PERINTAH SOAL:
Jawab pertanyaan berikut berdasarkan teks tentang RUU Minerba.
(a) Menurut Bambang Wuryanto, sejak tahun berapa RUU Minerba disiapkan?
(b) Dalam rapat apa Bambang menyampaikan pernyataan tersebut?
(c) Setelah dibahas, 938 masalah dalam DIM mengerucut menjadi berapa masalah?

TEKS ANALISIS:
============

Dikritik karena Kebut Pembahasan, DPR: RUU Minerba Disiapkan Sejak 2016
JAKARTA - Dewan Perwakilan Rakyat (DPR) lagi-lagi mendapat kritik. Kali ini, mengenai revisi undang-undang (RUU) Minerba. DPR dinilai mengebut pembahasan RUU tersebut. Pasalnya, RUU ini belum terlalu urgen untuk dibahas di tengah adanya pandemi virus corona atau COVID-19. RUU ini juga diminta untuk tidak buru-buru disah-kan.
Ketua Panitia Kerja RUU Minerba Bambang Wuryanto, membantah kritik publik yang menyebut DPR mengebut pembahasan RUU Minerba. Menurut dia, pembahasan mengenai RUU ini sudah berjalan cukup lama.
"Saya kasih prolog dulu tentang perjalanan revisi UU Minerba ini. Banyak sekali yang menanyakan saya melalui WA (WhatsApp) dan media massa kenapa ini pembahasannya terlalu cepat. Jawaban kami, bahwa RUU Minerba disiapkan sejak 2016," katanya, dalam rapat kerja Komisi VII dengan Kementerian ESDM secara virtual, Senin, 11 Mei.
Bambang menyebut pihak yang menganggap DPR mengebut pembahasan RUU Minerba, tidak paham mekanisme perundang-undangan.
"Yang menanyakan 938 daftar inventaris masalah (DIM) kok dibahas cepat sekali. Ini berarti kurang paham mekanise pembahasan perundang-undangan, musti paham dulu jangan kemudian menghukum," tuturnya.
Lebih lanjut, Bambang mengatakan, pembahasan RUU Minerba bisa dilakukan dengan cepat lantaran banyaknya DIM yang tumpang tindih atau mirip. Sehingga tidak perlu dibahas kembali. Setelah dibahas akan mengerucut sebanyak 29 masalah dari 938 masalah.
Bambang juga membantah, DPR RI bergerak sendiri menyelesaikan RUU Minerba. Meski lembaga legislatif ini punya kewenangan penuh membuat UU, tapi harus ada harmonisasi dengan pemerintah sebagai eksekutif.
"Anggota DPR berkuasa penuh membentuk UU. Pembahasan ayat berikutnya atas hal tersebut bersama pemerintah. Jadi yang punya kewenagnan DPR. Namun ini negara Pancasila harus diharmonisasikan dengan baik," jelasnya.

============

DATA YANG DIBERIKAN:

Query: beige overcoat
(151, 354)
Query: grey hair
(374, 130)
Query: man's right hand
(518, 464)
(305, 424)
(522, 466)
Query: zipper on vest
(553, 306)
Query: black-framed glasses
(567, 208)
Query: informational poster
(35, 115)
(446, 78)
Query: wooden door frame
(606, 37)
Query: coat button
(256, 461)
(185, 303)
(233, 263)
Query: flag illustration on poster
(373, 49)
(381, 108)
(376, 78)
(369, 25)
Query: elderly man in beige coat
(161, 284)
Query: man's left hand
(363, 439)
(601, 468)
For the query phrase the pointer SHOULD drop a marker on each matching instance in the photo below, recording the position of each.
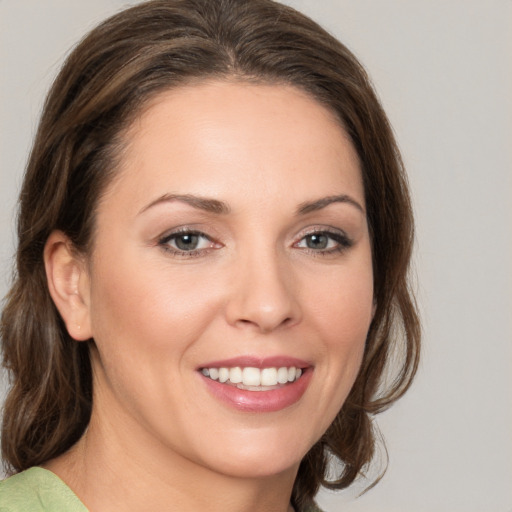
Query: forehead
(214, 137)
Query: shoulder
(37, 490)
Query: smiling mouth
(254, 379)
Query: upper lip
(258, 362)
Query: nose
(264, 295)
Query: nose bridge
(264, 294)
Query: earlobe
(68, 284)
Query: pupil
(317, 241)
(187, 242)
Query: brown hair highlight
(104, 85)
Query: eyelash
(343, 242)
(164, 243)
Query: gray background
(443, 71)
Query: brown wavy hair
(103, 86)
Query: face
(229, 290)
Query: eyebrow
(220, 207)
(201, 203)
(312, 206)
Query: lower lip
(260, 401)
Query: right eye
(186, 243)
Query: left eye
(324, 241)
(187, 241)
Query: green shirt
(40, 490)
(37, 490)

============

JAWABAN:
(a) Sejak 2016.
(b) Rapat kerja Komisi VII dengan Kementerian ESDM secara virtual pada Senin, 11 Mei.
(c) 29 masalah.